> _WRITTEN INSTRUCTION_: Copy the lines below verbatim, beginning with the line that includes "For every instance of the terracotta" and continuing to the end; leave out everything before it.
-- start --
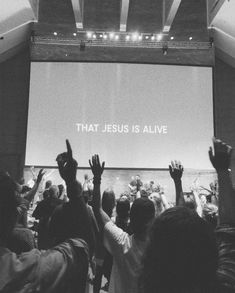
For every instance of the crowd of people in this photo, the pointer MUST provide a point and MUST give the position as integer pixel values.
(136, 242)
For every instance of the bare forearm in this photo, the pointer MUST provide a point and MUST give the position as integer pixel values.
(226, 198)
(30, 195)
(101, 217)
(179, 192)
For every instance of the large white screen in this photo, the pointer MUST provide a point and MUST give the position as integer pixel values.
(163, 112)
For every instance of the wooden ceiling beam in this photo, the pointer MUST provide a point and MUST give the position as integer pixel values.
(124, 15)
(213, 7)
(78, 7)
(170, 8)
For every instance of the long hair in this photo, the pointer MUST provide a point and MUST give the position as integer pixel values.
(181, 256)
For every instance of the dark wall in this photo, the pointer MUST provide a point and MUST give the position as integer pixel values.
(225, 104)
(14, 87)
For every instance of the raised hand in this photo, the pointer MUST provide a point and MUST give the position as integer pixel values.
(221, 156)
(67, 164)
(176, 170)
(96, 168)
(40, 175)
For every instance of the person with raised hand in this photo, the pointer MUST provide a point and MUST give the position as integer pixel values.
(127, 250)
(61, 269)
(221, 158)
(176, 172)
(71, 218)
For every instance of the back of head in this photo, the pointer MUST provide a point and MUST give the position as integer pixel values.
(141, 215)
(181, 255)
(48, 184)
(54, 191)
(8, 205)
(108, 201)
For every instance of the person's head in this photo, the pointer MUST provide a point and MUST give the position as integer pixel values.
(141, 215)
(123, 207)
(8, 204)
(85, 195)
(25, 189)
(108, 201)
(137, 177)
(61, 189)
(181, 255)
(48, 184)
(157, 200)
(189, 200)
(53, 191)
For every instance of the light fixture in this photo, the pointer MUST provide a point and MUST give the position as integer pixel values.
(159, 37)
(134, 37)
(111, 35)
(89, 34)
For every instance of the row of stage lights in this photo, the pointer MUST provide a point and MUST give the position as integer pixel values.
(127, 37)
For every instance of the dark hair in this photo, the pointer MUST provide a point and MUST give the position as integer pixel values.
(48, 184)
(181, 255)
(108, 201)
(8, 212)
(123, 208)
(141, 214)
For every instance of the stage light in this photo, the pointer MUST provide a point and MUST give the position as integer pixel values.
(89, 34)
(111, 35)
(159, 37)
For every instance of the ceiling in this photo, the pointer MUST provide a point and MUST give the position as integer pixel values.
(181, 19)
(144, 16)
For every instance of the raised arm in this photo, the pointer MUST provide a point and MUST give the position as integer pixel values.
(220, 160)
(97, 170)
(176, 171)
(68, 169)
(30, 195)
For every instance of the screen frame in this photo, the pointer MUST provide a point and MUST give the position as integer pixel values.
(121, 62)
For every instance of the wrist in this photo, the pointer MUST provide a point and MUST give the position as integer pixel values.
(96, 179)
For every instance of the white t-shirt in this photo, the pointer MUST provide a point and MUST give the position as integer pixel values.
(127, 254)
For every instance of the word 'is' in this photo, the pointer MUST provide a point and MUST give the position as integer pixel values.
(121, 128)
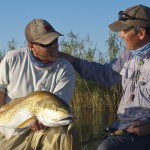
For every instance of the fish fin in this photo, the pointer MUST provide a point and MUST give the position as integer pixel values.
(8, 132)
(28, 122)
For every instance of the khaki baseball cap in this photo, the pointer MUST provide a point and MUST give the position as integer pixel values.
(138, 16)
(41, 31)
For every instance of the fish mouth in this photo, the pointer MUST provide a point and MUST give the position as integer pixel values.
(66, 120)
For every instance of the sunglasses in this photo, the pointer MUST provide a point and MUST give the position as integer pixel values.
(123, 17)
(46, 45)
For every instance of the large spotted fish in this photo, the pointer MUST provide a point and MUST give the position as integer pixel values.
(19, 114)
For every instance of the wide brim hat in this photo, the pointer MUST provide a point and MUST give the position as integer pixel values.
(138, 16)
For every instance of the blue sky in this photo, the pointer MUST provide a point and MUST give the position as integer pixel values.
(85, 17)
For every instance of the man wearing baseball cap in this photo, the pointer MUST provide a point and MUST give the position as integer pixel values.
(38, 68)
(132, 68)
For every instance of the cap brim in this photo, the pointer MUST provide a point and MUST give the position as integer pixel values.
(118, 26)
(48, 38)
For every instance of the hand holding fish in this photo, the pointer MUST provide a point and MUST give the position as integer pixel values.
(139, 128)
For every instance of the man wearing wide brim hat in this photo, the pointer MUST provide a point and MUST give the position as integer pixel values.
(132, 69)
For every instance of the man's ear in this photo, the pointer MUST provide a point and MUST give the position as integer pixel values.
(142, 33)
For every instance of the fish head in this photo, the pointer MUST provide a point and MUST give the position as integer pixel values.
(53, 111)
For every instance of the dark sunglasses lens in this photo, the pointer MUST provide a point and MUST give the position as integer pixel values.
(121, 16)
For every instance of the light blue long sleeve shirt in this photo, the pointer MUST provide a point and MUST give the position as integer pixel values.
(124, 69)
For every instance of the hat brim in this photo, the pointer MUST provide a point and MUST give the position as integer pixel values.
(48, 38)
(118, 26)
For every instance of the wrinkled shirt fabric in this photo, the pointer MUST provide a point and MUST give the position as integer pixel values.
(19, 77)
(133, 70)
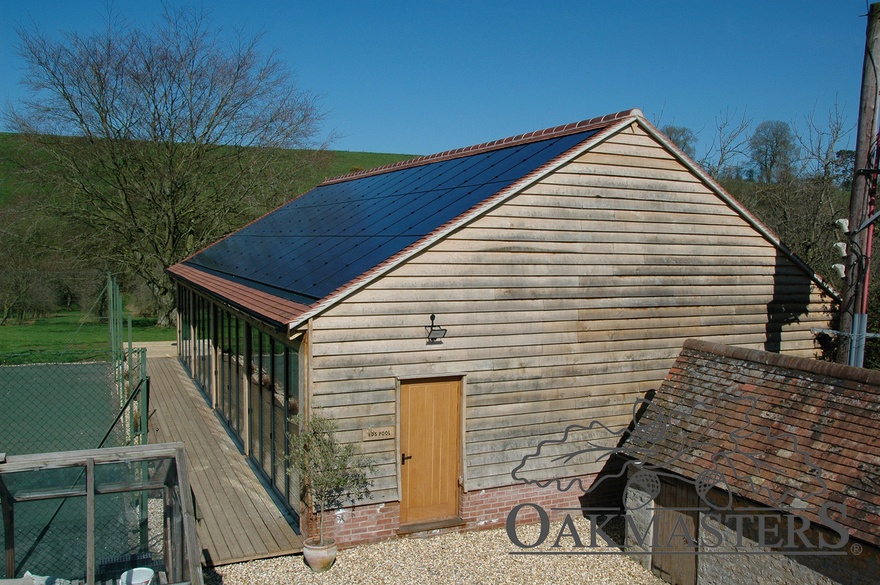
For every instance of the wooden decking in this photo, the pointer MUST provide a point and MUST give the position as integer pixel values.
(237, 518)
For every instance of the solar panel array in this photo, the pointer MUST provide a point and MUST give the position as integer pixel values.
(336, 232)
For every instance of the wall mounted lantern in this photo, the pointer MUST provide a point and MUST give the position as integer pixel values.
(434, 333)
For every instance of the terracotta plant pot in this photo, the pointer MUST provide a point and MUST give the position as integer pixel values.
(319, 557)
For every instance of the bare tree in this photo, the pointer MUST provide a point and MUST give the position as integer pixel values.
(683, 137)
(820, 146)
(159, 140)
(773, 151)
(728, 143)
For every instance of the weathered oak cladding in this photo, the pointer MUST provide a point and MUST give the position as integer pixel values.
(564, 304)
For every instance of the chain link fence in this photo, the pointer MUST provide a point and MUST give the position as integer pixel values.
(65, 401)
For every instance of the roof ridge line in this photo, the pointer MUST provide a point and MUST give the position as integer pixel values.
(533, 136)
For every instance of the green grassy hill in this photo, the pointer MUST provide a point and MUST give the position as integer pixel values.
(341, 162)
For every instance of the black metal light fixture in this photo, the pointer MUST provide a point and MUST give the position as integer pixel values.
(434, 333)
-- end --
> _EXERCISE SOLUTION_:
For every instance of the terracotta plant pot in this photo, the pointer MUST provide a point and MUST give the position as integer pixel values.
(319, 557)
For every instance of the bare tree in this photo, the pointer MUST provide a point and MUST give the position as integer pixel values.
(683, 137)
(820, 146)
(159, 140)
(773, 151)
(728, 143)
For every instance of the weathered oak cladding in this photo, the pointer MUST provide a point and MUST give the position as integer pixel values.
(564, 304)
For every instance of the chain link fence in this photo, the pointer MUST provide a point and MUST give the position as integer pixel values.
(65, 401)
For every instance of the roof ridge line in this photo, the pointer MUST provide a point and MUST give the position as integer pixel values.
(533, 136)
For every instance of the green grassy hill in this photo, the pointer MUST provide a point and MUST give the position as integer pixel values.
(341, 162)
For every instance of the black metal light fixture in this photo, the pointer MUST provide a point and MUST give the position as integer pixel values.
(434, 333)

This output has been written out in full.